=== ENTRIES ===
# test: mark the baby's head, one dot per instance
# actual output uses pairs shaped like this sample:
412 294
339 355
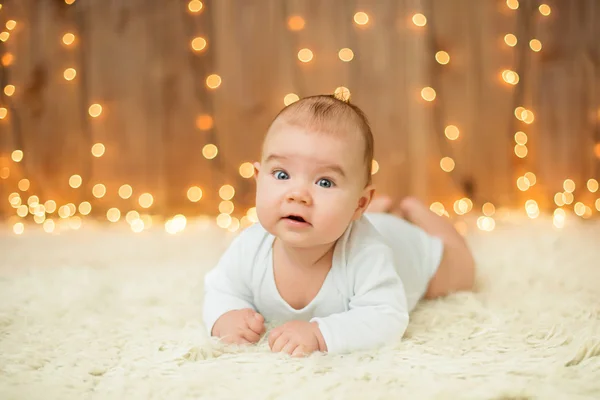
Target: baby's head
315 167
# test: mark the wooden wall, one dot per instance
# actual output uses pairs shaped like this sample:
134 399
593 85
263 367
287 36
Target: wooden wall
134 58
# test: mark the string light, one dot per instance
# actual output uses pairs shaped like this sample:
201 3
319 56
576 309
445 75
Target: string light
210 151
361 18
194 194
75 181
447 164
296 23
374 167
226 192
95 110
442 57
535 45
145 200
544 9
305 55
98 150
195 6
70 74
428 94
198 44
342 93
213 81
17 155
23 185
512 4
419 19
125 191
452 132
346 54
9 90
246 170
204 122
290 98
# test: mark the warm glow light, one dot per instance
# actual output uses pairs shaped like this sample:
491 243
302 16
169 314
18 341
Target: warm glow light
246 170
125 191
346 54
442 57
488 209
305 55
545 9
23 185
85 208
113 214
290 98
447 164
342 93
361 18
569 185
419 20
98 150
213 81
374 167
195 6
521 151
99 190
70 74
224 220
530 176
521 138
9 90
75 181
95 110
296 23
428 94
226 207
18 228
68 39
198 43
145 200
194 194
210 151
17 155
204 122
226 192
452 132
512 4
510 77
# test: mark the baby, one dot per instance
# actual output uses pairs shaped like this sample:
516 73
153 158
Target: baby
334 277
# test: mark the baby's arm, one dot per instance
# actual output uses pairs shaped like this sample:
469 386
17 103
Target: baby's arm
228 310
378 312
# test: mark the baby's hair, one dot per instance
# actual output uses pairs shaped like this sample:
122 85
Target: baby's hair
329 114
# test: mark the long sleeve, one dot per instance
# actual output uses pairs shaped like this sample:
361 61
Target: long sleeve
226 286
377 311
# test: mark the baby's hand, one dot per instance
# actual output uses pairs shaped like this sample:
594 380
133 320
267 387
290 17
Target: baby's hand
239 326
297 338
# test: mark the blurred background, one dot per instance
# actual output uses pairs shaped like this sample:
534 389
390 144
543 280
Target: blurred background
153 110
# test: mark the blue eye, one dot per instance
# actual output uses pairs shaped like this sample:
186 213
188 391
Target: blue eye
325 183
279 174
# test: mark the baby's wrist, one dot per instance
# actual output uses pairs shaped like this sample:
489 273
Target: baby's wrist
319 336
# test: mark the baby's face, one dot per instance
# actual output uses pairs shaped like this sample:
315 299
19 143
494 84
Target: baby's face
310 186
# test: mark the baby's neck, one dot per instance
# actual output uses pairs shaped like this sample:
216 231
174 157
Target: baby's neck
306 257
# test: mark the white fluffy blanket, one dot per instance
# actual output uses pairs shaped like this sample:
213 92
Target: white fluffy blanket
103 313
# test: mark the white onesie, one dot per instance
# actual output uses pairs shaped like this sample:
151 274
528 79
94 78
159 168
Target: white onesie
380 270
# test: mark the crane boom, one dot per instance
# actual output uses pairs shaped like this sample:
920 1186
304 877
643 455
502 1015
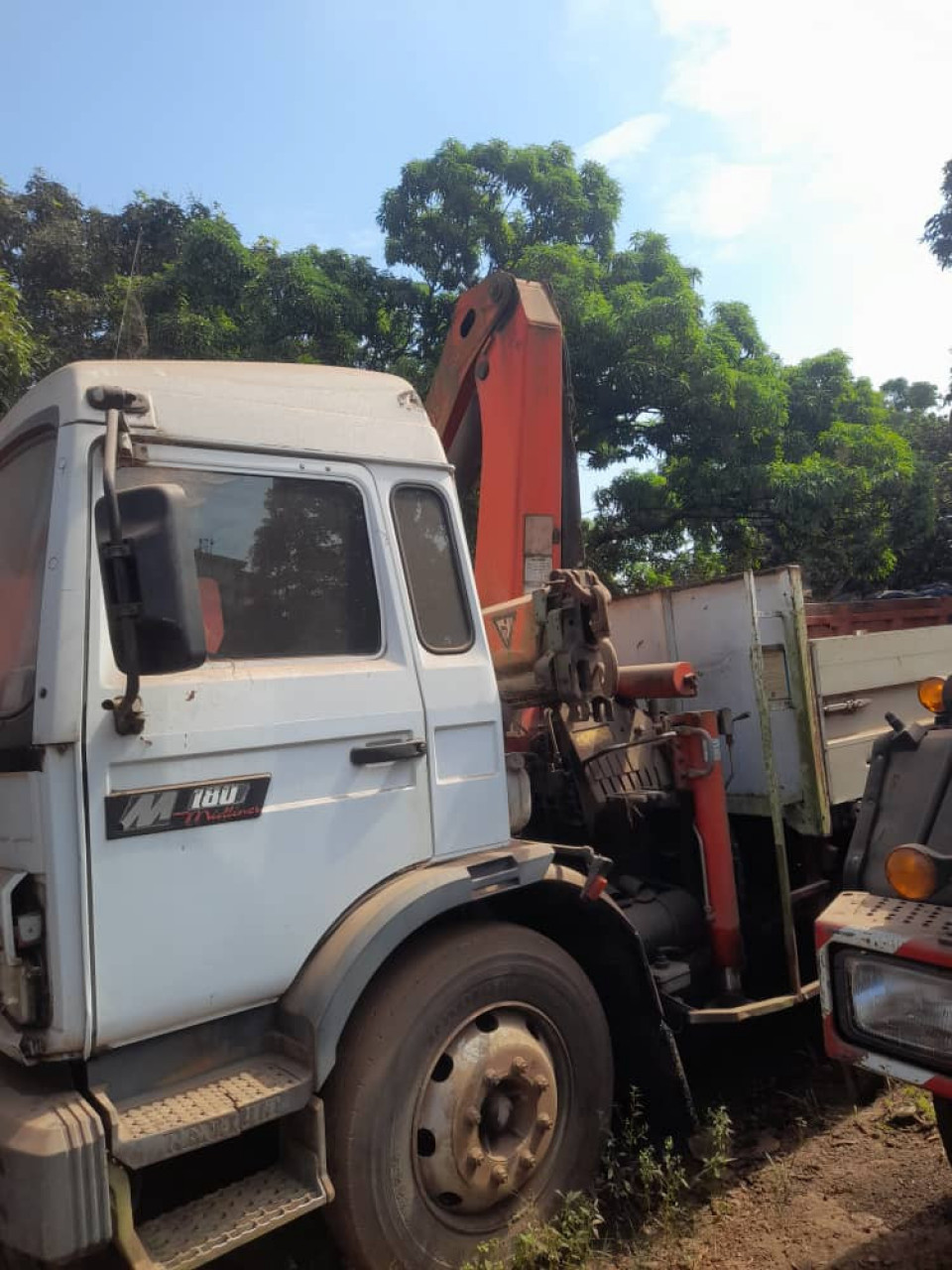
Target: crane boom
498 403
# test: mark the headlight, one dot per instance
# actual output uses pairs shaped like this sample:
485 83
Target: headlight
905 1007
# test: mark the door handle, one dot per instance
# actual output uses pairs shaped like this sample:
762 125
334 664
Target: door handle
388 752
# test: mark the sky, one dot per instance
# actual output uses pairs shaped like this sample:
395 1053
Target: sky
791 151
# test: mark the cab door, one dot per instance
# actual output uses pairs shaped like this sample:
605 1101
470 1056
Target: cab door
461 697
277 783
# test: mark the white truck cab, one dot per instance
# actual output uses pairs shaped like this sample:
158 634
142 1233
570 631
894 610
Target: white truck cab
207 870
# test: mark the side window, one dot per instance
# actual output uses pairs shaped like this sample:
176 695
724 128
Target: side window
431 568
285 564
26 494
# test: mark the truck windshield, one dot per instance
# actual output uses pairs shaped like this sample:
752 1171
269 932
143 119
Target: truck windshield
26 489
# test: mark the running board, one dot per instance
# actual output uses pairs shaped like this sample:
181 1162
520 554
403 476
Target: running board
222 1103
209 1227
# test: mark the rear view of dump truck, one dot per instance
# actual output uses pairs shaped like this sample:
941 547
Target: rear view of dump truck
885 944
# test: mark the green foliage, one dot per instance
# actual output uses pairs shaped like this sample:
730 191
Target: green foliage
733 460
19 350
938 227
565 1242
472 208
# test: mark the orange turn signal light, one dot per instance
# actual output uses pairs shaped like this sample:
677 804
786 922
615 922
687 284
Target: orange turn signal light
930 694
911 874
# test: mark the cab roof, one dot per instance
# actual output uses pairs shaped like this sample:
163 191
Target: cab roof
285 405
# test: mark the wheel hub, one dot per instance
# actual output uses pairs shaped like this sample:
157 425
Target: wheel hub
486 1114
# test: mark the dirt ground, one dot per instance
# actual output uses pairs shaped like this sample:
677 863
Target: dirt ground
819 1179
816 1183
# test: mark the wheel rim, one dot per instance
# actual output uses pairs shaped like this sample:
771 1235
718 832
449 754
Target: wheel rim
488 1111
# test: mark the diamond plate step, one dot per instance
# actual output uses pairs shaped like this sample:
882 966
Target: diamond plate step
222 1103
211 1227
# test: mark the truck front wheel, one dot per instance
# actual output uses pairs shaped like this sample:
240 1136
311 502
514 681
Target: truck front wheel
471 1088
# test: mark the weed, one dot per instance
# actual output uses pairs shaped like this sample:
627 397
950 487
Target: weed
565 1242
778 1182
717 1144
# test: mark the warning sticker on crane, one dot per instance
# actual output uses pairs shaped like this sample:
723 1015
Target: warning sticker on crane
504 627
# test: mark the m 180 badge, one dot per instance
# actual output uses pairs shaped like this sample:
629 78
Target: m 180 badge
184 807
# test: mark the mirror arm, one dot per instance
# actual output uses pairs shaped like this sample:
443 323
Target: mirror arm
127 708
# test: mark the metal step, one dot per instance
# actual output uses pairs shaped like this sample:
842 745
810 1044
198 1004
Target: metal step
217 1223
221 1103
208 1228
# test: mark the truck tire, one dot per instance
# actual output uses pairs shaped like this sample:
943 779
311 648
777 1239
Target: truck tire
943 1121
472 1087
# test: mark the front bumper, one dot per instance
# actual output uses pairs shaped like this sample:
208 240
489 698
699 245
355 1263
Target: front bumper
54 1176
890 931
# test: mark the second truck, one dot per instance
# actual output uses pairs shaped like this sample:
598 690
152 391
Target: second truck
334 873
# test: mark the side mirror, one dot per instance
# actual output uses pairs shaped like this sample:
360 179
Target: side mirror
151 580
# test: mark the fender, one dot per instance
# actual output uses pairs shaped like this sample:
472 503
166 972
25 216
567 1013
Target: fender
524 883
318 1002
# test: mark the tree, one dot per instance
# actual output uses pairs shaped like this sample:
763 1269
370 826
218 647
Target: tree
938 227
467 209
734 460
19 350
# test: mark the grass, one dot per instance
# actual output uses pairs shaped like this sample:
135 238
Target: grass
643 1192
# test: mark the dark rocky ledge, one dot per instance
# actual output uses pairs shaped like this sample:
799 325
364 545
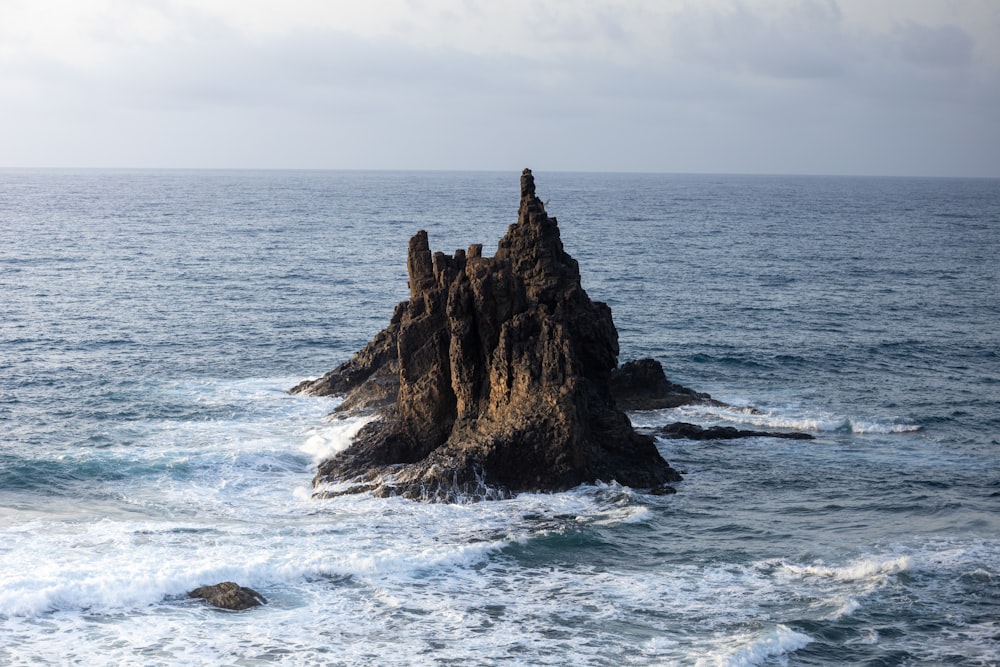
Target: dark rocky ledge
492 379
695 432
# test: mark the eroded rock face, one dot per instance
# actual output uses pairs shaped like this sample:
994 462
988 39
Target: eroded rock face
229 595
642 385
494 378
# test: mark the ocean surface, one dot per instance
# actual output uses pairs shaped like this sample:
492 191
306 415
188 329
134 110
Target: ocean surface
152 321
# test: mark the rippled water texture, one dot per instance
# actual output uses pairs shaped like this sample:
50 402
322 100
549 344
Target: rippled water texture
152 321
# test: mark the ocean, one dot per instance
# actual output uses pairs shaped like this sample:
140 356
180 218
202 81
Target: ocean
151 323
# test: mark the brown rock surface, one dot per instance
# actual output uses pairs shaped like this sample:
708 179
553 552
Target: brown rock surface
229 595
494 378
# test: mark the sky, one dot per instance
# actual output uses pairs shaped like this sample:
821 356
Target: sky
863 87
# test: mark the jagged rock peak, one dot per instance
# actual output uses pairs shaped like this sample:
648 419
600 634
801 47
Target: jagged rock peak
493 378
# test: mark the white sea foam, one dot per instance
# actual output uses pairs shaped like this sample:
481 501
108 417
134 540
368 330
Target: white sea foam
787 418
757 649
333 437
863 569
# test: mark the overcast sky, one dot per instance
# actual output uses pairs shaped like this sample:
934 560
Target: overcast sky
898 87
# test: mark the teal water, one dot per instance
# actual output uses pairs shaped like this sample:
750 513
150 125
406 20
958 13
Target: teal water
151 322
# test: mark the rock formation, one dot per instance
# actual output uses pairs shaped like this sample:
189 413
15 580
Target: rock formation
229 595
492 379
642 385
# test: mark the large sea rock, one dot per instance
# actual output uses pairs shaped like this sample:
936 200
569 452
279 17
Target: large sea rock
492 379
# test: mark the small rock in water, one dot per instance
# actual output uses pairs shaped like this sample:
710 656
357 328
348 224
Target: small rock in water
229 595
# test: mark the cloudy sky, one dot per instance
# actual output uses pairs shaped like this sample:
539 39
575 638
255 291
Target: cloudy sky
899 87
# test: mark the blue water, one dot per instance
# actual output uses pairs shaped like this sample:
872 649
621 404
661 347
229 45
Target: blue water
152 321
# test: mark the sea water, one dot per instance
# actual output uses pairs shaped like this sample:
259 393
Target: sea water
152 321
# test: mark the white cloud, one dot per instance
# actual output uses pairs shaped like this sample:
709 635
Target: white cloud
718 85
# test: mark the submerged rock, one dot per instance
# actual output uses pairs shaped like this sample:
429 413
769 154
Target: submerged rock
695 432
492 379
642 385
229 595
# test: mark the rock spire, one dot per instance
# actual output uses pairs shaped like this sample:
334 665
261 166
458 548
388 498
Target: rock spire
492 379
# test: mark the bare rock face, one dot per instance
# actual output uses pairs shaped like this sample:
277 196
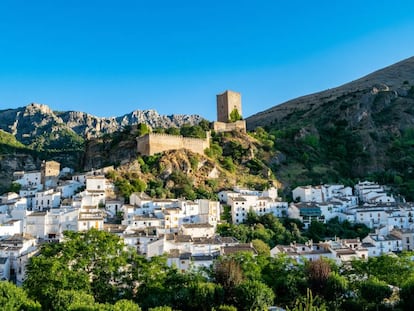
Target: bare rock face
===
PROBLEM STATEMENT — Only what runs from the line containing "# test: mark the white cloud, one" through the end of the entries above should be extracted, exactly and without pictures.

OUTPUT FOR THIS TASK —
# test: mark the white cloud, one dot per instance
# actual output uses pairs shaped like this sample:
709 635
Target: white cloud
718 85
# test: mark the submerged rock, one dot per instance
# actual output uses pairs shaped like this sample:
429 413
769 154
Target: submerged rock
695 432
492 379
642 385
229 595
# test: mark the rock spire, one dot per instance
# actual output uses pairs shaped like this sample:
334 665
261 166
458 548
388 498
Target: rock spire
492 379
# test: mark the bare rock face, one dot per instance
# actual output uses pairs shaped like this sample:
277 196
Target: bare rock face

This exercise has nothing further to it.